» **Exercise aim**
Starting at the line that contains "Target: satin lapel" and ending at the last line of the material, copy those lines again, replacing "bounding boxes" with "enclosing boxes" wherever it occurs and leaving everything else unchanged. Leave the pictures out of your answer.

— Start of Supplied material —

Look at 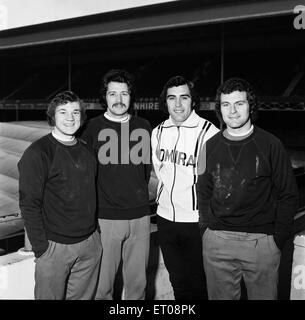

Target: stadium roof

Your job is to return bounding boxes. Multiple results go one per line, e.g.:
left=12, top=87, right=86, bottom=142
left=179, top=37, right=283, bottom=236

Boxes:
left=0, top=0, right=300, bottom=50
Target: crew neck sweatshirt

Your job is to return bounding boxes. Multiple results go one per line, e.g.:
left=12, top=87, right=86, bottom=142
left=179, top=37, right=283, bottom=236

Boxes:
left=197, top=126, right=298, bottom=248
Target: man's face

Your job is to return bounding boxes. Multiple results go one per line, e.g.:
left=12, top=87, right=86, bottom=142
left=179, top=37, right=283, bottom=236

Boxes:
left=220, top=91, right=251, bottom=133
left=166, top=84, right=192, bottom=126
left=106, top=81, right=130, bottom=119
left=54, top=102, right=81, bottom=140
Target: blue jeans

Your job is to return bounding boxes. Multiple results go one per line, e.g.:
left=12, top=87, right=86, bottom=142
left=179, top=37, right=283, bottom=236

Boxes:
left=202, top=229, right=281, bottom=300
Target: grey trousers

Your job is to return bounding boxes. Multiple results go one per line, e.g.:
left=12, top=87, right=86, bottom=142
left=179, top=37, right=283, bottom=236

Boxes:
left=35, top=231, right=102, bottom=300
left=96, top=216, right=150, bottom=300
left=202, top=229, right=281, bottom=300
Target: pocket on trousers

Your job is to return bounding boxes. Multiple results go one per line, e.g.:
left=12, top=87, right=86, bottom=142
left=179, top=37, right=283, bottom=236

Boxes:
left=35, top=240, right=52, bottom=262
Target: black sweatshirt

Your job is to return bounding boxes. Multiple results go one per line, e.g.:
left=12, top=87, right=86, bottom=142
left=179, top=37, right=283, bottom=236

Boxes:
left=81, top=115, right=152, bottom=220
left=18, top=134, right=97, bottom=257
left=197, top=126, right=298, bottom=248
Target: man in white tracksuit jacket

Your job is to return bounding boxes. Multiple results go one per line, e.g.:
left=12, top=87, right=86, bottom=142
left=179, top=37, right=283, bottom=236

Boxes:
left=151, top=76, right=219, bottom=300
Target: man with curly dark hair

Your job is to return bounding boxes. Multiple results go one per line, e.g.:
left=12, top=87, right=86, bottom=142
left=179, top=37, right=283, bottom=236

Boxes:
left=18, top=91, right=102, bottom=300
left=197, top=78, right=298, bottom=300
left=152, top=76, right=219, bottom=300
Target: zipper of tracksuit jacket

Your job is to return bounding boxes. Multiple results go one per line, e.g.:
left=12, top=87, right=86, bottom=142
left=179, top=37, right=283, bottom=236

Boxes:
left=171, top=127, right=180, bottom=222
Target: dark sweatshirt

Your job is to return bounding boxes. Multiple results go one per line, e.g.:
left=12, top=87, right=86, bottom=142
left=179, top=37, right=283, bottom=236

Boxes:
left=18, top=134, right=97, bottom=257
left=81, top=115, right=152, bottom=220
left=197, top=126, right=298, bottom=248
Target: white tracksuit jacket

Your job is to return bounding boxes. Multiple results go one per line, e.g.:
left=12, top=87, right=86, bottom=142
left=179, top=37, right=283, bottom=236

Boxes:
left=151, top=111, right=219, bottom=222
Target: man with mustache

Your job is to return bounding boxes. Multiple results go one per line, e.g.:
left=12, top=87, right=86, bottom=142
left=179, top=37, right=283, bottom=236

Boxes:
left=197, top=78, right=298, bottom=300
left=151, top=76, right=219, bottom=300
left=82, top=70, right=151, bottom=300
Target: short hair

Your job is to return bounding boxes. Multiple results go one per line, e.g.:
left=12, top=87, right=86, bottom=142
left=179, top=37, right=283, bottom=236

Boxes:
left=215, top=78, right=258, bottom=127
left=100, top=69, right=136, bottom=113
left=47, top=91, right=86, bottom=127
left=159, top=76, right=200, bottom=114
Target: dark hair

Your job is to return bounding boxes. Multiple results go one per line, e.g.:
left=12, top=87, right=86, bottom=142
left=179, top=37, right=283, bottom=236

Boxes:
left=159, top=76, right=200, bottom=114
left=215, top=78, right=258, bottom=127
left=100, top=69, right=136, bottom=113
left=47, top=91, right=86, bottom=127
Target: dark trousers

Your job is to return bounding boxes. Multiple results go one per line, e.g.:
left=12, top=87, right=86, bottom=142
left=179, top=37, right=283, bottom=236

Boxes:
left=34, top=231, right=102, bottom=300
left=157, top=216, right=207, bottom=300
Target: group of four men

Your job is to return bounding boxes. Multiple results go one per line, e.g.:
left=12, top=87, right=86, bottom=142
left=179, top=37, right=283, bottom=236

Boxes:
left=18, top=70, right=298, bottom=300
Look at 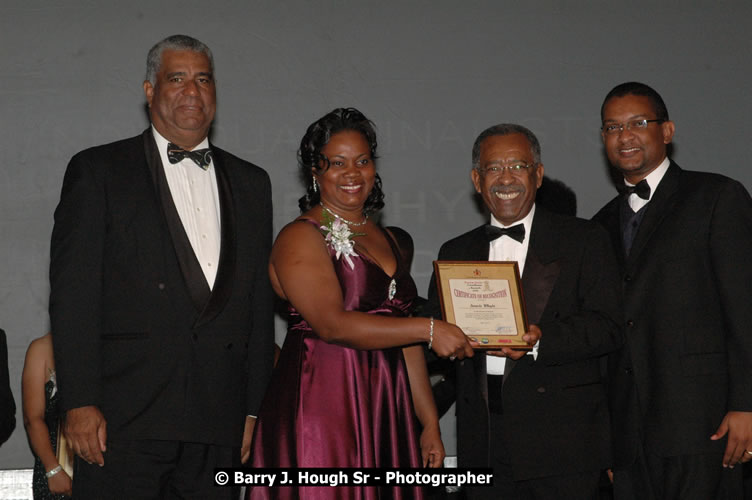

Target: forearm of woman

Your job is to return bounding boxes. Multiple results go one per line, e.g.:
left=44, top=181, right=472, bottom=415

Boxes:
left=402, top=345, right=439, bottom=428
left=24, top=417, right=58, bottom=471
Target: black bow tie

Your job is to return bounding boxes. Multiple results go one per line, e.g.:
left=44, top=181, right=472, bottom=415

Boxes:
left=621, top=179, right=650, bottom=200
left=483, top=224, right=525, bottom=243
left=167, top=143, right=212, bottom=170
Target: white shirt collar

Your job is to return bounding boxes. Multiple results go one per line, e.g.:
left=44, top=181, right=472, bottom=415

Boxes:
left=624, top=156, right=671, bottom=203
left=151, top=125, right=209, bottom=156
left=491, top=203, right=535, bottom=234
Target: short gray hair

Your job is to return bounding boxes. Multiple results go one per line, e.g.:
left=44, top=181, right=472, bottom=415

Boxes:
left=473, top=123, right=540, bottom=170
left=145, top=35, right=214, bottom=86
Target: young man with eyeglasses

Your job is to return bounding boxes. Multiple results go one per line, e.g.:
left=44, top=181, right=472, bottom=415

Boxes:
left=594, top=82, right=752, bottom=500
left=423, top=124, right=623, bottom=500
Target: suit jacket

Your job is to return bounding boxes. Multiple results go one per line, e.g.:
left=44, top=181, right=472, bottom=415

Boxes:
left=594, top=162, right=752, bottom=466
left=50, top=129, right=274, bottom=446
left=0, top=329, right=16, bottom=445
left=425, top=207, right=623, bottom=480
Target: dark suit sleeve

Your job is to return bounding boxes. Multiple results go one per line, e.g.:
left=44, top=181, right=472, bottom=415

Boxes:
left=709, top=181, right=752, bottom=411
left=0, top=330, right=16, bottom=445
left=241, top=171, right=274, bottom=416
left=420, top=246, right=447, bottom=319
left=49, top=153, right=107, bottom=411
left=538, top=224, right=624, bottom=365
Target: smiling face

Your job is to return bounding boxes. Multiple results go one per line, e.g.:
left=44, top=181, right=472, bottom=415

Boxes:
left=313, top=130, right=376, bottom=221
left=144, top=50, right=216, bottom=150
left=470, top=134, right=543, bottom=226
left=601, top=94, right=674, bottom=184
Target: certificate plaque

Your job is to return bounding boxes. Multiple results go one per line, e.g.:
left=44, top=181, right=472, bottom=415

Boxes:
left=433, top=260, right=532, bottom=350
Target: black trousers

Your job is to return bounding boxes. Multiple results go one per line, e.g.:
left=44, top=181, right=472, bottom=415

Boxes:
left=614, top=447, right=744, bottom=500
left=73, top=440, right=240, bottom=500
left=465, top=398, right=601, bottom=500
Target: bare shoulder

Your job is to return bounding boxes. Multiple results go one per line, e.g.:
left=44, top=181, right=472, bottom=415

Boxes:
left=26, top=334, right=52, bottom=357
left=274, top=217, right=323, bottom=248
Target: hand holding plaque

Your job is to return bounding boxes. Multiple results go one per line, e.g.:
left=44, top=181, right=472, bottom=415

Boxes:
left=434, top=261, right=532, bottom=350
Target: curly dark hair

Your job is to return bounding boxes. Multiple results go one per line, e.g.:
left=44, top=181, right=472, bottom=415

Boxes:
left=601, top=82, right=668, bottom=122
left=298, top=108, right=384, bottom=215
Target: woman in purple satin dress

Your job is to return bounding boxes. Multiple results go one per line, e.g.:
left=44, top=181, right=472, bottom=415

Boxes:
left=249, top=108, right=472, bottom=500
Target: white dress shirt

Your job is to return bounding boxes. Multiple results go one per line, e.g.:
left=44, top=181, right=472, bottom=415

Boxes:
left=151, top=126, right=221, bottom=288
left=486, top=204, right=538, bottom=375
left=624, top=156, right=671, bottom=213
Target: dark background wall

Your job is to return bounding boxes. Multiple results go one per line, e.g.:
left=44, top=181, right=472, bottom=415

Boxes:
left=0, top=0, right=752, bottom=468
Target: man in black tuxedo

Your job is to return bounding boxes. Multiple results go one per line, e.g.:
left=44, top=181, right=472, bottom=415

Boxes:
left=0, top=329, right=16, bottom=445
left=424, top=124, right=622, bottom=500
left=50, top=35, right=274, bottom=499
left=594, top=82, right=752, bottom=500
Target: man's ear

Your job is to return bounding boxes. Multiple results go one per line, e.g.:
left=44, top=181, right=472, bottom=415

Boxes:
left=661, top=120, right=676, bottom=144
left=144, top=80, right=154, bottom=107
left=470, top=168, right=480, bottom=193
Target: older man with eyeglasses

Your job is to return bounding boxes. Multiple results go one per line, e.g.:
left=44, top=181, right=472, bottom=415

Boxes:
left=595, top=82, right=752, bottom=500
left=424, top=124, right=623, bottom=500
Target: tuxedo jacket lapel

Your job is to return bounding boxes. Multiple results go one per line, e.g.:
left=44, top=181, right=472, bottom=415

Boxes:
left=195, top=146, right=236, bottom=327
left=626, top=162, right=680, bottom=267
left=144, top=129, right=211, bottom=312
left=504, top=207, right=561, bottom=376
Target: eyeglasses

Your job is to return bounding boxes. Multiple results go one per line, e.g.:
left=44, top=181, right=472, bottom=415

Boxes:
left=478, top=162, right=538, bottom=175
left=601, top=118, right=666, bottom=135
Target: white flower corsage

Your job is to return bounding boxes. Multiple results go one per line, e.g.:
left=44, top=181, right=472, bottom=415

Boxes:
left=321, top=212, right=360, bottom=269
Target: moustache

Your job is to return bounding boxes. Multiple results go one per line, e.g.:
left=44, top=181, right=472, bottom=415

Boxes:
left=490, top=184, right=525, bottom=194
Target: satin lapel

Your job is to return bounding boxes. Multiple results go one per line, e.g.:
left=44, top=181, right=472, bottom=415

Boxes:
left=626, top=162, right=681, bottom=267
left=462, top=226, right=489, bottom=261
left=504, top=211, right=561, bottom=379
left=602, top=200, right=627, bottom=269
left=458, top=226, right=489, bottom=390
left=144, top=129, right=211, bottom=312
left=194, top=148, right=237, bottom=327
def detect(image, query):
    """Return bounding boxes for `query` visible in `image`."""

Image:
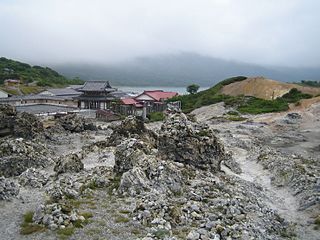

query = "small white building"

— End of Supplied material —

» **Result of the exercise**
Target: satin lapel

Your job is to return enclosing boxes. Multiple results go one per line, e.g.:
left=44, top=181, right=472, bottom=415

Boxes:
left=626, top=162, right=681, bottom=267
left=462, top=226, right=489, bottom=261
left=504, top=211, right=561, bottom=379
left=602, top=200, right=627, bottom=269
left=458, top=226, right=489, bottom=390
left=144, top=129, right=211, bottom=312
left=194, top=148, right=237, bottom=327
def detect(image, query):
    """Return enclosing boxes for `query` visible in `image`."""

Image:

query = "small white building"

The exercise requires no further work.